### ПРЕДЛОЖЕННЫЙ ОТРЫВОК
_____

Когда материал был уже готов, меня пригласил фотограф из «Милуокского Журнала», иллюстрированного ежемесячника, – наподобие советского «Огонька» по формату. Его студия занимала целый этаж брошенного промышленного здания поблизости от одного из цехов «Астронавтики». Там же за выгородкой он и жил со своим компаньоном. Штативы, струбцины, членистоногие осветительные приборы, сетчатые, как стрекозиные крылья, экраны, и посредине – стул, на который меня посадили. Залили электричеством. Ну, думаю, скажут «Чииз», щёлкнут, и всё. Не тут-то было! Начался настоящий фото-сеанс художника-профессионала. Провозился он часа полтора, думал, заставлял менять позы, поворачивая мне голову так и эдак, а компаньон занимал разговорами. Но чем дольше, тем я более каменел. Пока маэстро фотографировал, он сменил две катушки плёнок – и всё ради одного снимка!
Прихожу я однажды на работу, а за моим столом сидит Барбара – простая американская тёханца лет за 50 – грубоватая и прямая, которую Норма Зелазо уже не раз обещала «в шутку» уволить. Увидев меня, Барбара объявила громогласно на всю контору:
– А вот и он, самый знаменитый мужик в нашей паршивой «Астронавтике»! Я первая хочу получить автограф.
Тут и я впервые увидел статью напечатанной. Реакция вокруг была шоковой и не только положительной. Кто-то как бы поперхнулся, и уж во всяком случае очередь за автографами не выстраивалась. Но в дверь стали заглядывать многие любопытные из других отделов. А рядом, но через проход – бывший морячок, работавший у нас техником, угрюмо надулся.
– Ты ему завидуешь, Терри? – подначила его Полетта.
– Конечно. Я ведь тоже из себя что-то представляю. Занимаюсь спортом, плаваю с аквалангом. А статья – о нём. Почему? – простодушно выложил своё недовольство морячок.
– Как можно сравнивать поэзию и спорт? – обернулась ко мне Полетта.
– Всё можно сравнивать. Просто – статья означает, что я пишу стихи лучше, чем он плавает. Вот и всё.
– А мне нравится этот портрет, – кинула она реплику в другую сторону, перелистывая журнал.
– Портрет человека с проблемами, – огрызнулся парень, выходя.
Интриганка удовлетворённо хмыкнула.
– Ты одна из этих проблем, Терри! – крикнул я вдогонку.
Хорошо, что я успел ему резко ответить, а то «человек с проблемами» здесь понимается как наркоман или сильно пьющий. Чем же так нехорош оказался портрет? Нет, на самом деле он был хорош, добротно психологичен, я на нём получился вполне homo sapiens, но вовсе не такой уж homo prosperitas, то есть «преуспевающий». Публика тут привыкла видеть изображения знаменитостей с победительными улыбками, в то время как моему фотохудожнику эти стандарты давно опротивели.

_____

### ПРЕДОСТАВЛЕННЫЕ МАТЕРИАЛЫ
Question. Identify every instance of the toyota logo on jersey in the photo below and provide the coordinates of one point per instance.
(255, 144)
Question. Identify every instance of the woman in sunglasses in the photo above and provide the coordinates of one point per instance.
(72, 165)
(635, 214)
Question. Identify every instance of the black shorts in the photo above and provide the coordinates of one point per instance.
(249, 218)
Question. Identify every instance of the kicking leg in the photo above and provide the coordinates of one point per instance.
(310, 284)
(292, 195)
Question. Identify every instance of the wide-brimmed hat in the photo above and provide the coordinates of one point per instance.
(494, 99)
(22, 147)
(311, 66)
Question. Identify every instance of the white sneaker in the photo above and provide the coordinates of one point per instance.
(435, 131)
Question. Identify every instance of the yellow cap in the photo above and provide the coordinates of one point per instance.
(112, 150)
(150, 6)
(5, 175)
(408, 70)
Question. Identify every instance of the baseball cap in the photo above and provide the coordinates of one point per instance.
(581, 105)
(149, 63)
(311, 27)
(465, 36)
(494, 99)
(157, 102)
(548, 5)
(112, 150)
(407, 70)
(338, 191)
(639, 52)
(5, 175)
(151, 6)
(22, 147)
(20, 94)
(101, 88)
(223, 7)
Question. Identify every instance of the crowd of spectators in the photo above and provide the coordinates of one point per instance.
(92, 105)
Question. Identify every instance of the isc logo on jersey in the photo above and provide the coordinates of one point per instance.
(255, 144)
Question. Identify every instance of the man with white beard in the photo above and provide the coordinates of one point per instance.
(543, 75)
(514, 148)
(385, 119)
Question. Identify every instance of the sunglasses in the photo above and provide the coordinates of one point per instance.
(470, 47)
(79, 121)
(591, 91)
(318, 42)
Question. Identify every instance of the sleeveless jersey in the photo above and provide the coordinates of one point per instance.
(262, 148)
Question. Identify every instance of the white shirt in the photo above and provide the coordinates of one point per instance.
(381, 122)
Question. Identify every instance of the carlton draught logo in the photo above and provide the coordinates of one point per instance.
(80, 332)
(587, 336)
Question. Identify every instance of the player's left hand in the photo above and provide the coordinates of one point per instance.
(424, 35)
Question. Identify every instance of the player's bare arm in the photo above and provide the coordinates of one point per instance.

_____

### ВЫПОЛНИТЕ ЗАДАНИЯ
1 - Сколько катушек плёнки сменил фотограф ради одного снимка, судя по отрывку о журнальном портрете?
2 - Пожалуйста, выпишите из отрывка о журнальном портрете фрагмент от слов «Тут и я впервые» до слов «ко мне Полетта.».
3 - Напишите, что идёт дальше в отрывке о журнальном портрете после его последней фразы.

### ОТВЕТЫ
1 - Две катушки.

2 -
Тут и я впервые увидел статью напечатанной. Реакция вокруг была шоковой и не только положительной. Кто-то как бы поперхнулся, и уж во всяком случае очередь за автографами не выстраивалась. Но в дверь стали заглядывать многие любопытные из других отделов. А рядом, но через проход – бывший морячок, работавший у нас техником, угрюмо надулся.
– Ты ему завидуешь, Терри? – подначила его Полетта.
– Конечно. Я ведь тоже из себя что-то представляю. Занимаюсь спортом, плаваю с аквалангом. А статья – о нём. Почему? – простодушно выложил своё недовольство морячок.
– Как можно сравнивать поэзию и спорт? – обернулась ко мне Полетта.

3 -
Настоящие проблемы или, говоря по-русски, разные жизненные неурядицы и передряги были уже на подходе. Однако, не перевелись ещё и хорошие новости.
Две литературы или одна?
Меня пригласили на большую конференцию под тем же названием, что и эта глава. Состоялась она в мае 84-го года, устраивал её и оплачивал все расходы Лос-анджелесский Университет Южной Калифорнии, куда должны были прибыть «все-все». Почему ж не поехать на такой представительный эмигрантский форум, затесавшись на равных в число его знаменитостей? «Астронавтика» отпустила, и вот я в аэропортовском «челноке» мчу в гостиницу среди субтропического цветенья. Олеандры живой изгородью отделяют дорогу от встречных полос. Вдоль тротуаров цветут китайские розы таких размеров и такой неистовой пунцовости, будто они нарисованы шальной кистью Марины Азизян. Когда-то я посвятил этому женственному чудовищу Ленфильма 64 строчки любовных иллюзий и разочарований под говорящим названьем «Скелет Амура». Четыре раза по четыре четверостишия. Но сейчас я не любовник – ботаник! Растительные впечатления переполняют меня, и дело тут совсем не в стройнейших калифорнийских пальмах.
Вот с краю куртины вижу мощные короткие, как римские мечи, листья и узнаю: это ж – «воловий язык»! Чуть ли не целую жизнь назад, ещё в семилетке я подобрал на полу симпатичный отросток бочоночком, – им беспечно футболили мои одноклассники в перемену. Посадил его дома в горшок, и он стал благодарно расти, загибаясь зелёными языками на две стороны. Дал боковые отростки. Я рассаживал эти бочонки, дарил. Один саженец-ветеран спустя десятилетия обнаружился на подоконнике у Гали Руби, в сумрачном климате Васильевского острова. А здесь они – роскошествуют, вовсю цветут.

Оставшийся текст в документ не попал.